** ACTION ITEM **
In the entries below, return only the line containing "# tag every instance of the dog's muzzle" and those after it, exactly, through the last line.

** SUPPLIED MATERIAL **
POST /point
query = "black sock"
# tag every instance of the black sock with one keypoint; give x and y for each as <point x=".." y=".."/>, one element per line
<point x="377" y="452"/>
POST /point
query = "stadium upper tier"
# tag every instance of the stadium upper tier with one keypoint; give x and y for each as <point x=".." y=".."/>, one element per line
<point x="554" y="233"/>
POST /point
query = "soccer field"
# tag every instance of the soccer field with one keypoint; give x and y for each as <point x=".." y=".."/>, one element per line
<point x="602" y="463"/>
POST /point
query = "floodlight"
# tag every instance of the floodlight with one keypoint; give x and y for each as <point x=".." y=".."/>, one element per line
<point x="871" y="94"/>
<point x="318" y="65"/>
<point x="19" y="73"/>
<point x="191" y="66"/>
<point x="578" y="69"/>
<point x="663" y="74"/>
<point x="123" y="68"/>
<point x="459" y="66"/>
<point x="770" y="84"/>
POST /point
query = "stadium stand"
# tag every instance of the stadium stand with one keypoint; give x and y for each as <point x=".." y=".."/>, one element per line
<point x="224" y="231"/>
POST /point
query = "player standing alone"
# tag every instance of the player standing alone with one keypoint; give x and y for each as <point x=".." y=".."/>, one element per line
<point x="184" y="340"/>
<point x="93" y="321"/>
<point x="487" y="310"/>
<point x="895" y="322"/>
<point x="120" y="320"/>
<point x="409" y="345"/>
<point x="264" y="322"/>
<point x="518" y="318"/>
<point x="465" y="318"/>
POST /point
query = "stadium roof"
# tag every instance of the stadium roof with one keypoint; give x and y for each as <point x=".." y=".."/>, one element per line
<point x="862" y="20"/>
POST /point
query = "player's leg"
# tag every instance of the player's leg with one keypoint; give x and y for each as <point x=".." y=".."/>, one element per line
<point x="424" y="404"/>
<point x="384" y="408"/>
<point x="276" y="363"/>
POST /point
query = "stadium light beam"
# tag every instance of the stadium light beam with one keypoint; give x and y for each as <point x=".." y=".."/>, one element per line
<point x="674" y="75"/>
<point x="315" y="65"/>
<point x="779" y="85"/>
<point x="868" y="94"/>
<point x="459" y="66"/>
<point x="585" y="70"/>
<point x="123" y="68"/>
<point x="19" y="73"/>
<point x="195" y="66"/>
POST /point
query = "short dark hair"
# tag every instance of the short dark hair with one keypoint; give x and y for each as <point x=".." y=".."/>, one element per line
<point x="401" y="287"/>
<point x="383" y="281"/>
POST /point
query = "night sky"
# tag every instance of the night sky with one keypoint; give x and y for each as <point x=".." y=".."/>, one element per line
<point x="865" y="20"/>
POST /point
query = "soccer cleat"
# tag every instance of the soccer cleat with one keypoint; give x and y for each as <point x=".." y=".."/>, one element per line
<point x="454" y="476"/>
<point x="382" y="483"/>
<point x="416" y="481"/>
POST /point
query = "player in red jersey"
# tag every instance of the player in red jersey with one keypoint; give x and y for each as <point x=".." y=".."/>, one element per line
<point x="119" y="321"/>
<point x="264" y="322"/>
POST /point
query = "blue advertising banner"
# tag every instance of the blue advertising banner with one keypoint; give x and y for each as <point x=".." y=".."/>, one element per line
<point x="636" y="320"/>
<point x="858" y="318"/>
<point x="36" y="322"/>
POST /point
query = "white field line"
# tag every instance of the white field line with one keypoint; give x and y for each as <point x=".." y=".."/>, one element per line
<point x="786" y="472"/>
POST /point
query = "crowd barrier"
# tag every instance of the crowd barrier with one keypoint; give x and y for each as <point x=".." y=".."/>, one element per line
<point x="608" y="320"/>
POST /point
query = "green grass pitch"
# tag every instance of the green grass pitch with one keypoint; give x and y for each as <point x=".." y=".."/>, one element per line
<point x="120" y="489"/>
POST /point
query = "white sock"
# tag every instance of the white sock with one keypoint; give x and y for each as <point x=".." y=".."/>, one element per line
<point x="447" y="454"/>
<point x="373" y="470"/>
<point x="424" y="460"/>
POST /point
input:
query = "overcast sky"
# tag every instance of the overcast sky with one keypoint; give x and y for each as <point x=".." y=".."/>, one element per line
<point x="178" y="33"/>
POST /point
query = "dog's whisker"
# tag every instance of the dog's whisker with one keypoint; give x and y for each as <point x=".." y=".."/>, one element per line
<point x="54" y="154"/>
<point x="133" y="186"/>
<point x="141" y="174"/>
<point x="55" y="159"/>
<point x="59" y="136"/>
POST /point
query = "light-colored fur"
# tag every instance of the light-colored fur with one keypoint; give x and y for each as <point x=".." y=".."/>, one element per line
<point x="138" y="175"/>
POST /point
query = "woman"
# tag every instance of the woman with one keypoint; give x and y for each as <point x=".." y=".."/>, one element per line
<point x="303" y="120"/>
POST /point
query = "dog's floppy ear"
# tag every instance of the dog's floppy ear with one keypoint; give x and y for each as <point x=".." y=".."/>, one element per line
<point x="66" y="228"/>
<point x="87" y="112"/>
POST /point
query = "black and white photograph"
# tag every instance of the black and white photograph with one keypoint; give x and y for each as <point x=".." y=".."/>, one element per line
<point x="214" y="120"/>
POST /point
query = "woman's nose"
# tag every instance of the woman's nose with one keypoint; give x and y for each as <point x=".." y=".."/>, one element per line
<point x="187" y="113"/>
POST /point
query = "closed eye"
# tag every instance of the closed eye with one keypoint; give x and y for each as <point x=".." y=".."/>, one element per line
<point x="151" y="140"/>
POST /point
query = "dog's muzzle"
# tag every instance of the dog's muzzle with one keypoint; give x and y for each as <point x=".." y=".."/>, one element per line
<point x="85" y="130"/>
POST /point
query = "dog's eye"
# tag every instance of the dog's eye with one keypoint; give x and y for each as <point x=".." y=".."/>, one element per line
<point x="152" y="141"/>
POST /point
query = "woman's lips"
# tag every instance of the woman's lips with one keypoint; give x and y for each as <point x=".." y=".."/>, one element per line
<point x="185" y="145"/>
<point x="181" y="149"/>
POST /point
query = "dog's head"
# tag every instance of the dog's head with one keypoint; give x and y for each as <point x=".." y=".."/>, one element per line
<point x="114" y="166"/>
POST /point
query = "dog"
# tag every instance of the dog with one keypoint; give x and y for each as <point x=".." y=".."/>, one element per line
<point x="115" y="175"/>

** TASK ANSWER **
# tag every instance of the dog's muzzle with one keypoint; give x and y for each as <point x=".." y=".."/>, one element per line
<point x="85" y="130"/>
POST /point
query = "dog's eye"
# tag every instance of the dog's eye with one keypoint; give x and y for each as <point x=".." y=".."/>, one element per line
<point x="152" y="141"/>
POST /point
query = "woman's lips"
# tag every instance of the woman's lips with one keypoint; give x and y for each as <point x=".." y=".."/>, one element per line
<point x="185" y="145"/>
<point x="181" y="149"/>
POST /point
query = "dog's head"
# tag every instance of the dog's head with one keypoint; give x and y for each as <point x=".." y=".."/>, one element per line
<point x="114" y="166"/>
POST /point
query = "dog"
# tag every instance of the dog with one keypoint; give x and y for each as <point x=".." y=".."/>, one element per line
<point x="115" y="175"/>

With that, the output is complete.